▶ **AIM OF THE TASK**
This exercise calls for the line with "Task: tag every instance of the infogroup", the line with "Task: tag every instance of the advertising", and all lines between them in the material below, output exactly and with no other lines.

▶ **DATASET EXCERPTS**
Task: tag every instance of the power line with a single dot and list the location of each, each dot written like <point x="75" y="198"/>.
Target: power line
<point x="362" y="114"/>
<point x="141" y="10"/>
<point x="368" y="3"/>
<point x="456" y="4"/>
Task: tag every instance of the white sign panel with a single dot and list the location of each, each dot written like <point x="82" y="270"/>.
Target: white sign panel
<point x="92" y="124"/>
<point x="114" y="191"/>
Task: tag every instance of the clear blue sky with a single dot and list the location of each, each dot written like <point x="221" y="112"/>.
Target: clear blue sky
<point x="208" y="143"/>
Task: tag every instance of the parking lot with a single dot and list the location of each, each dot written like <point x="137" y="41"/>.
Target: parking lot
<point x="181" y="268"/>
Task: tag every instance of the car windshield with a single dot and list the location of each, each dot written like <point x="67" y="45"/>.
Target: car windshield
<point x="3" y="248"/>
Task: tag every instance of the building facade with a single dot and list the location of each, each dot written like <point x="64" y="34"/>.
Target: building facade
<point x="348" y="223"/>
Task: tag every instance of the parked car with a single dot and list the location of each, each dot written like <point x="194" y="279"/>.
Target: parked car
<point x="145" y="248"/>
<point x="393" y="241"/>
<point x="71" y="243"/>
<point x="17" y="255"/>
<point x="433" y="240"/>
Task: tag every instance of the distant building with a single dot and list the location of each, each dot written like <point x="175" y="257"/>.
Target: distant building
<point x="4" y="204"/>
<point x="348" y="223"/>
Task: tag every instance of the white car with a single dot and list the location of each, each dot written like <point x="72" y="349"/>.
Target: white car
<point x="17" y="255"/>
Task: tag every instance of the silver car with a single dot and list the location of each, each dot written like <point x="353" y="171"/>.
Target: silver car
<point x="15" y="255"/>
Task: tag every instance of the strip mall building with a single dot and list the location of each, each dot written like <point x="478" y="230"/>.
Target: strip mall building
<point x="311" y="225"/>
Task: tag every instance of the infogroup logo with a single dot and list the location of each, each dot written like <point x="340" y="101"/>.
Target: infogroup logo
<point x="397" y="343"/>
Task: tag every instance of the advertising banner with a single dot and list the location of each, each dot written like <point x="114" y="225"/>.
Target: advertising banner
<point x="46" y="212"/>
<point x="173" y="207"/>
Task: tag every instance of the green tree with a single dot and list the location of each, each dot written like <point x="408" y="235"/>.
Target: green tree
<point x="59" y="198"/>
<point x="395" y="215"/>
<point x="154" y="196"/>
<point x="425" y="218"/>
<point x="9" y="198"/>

▶ **TASK ANSWER**
Task: tag every instance of the infogroup logo with a single dot and list the location of each, each dot written like <point x="340" y="101"/>.
Target: infogroup logo
<point x="397" y="343"/>
Task: tag every instance of the advertising banner with a single dot and list the location of each, each dot written like <point x="114" y="225"/>.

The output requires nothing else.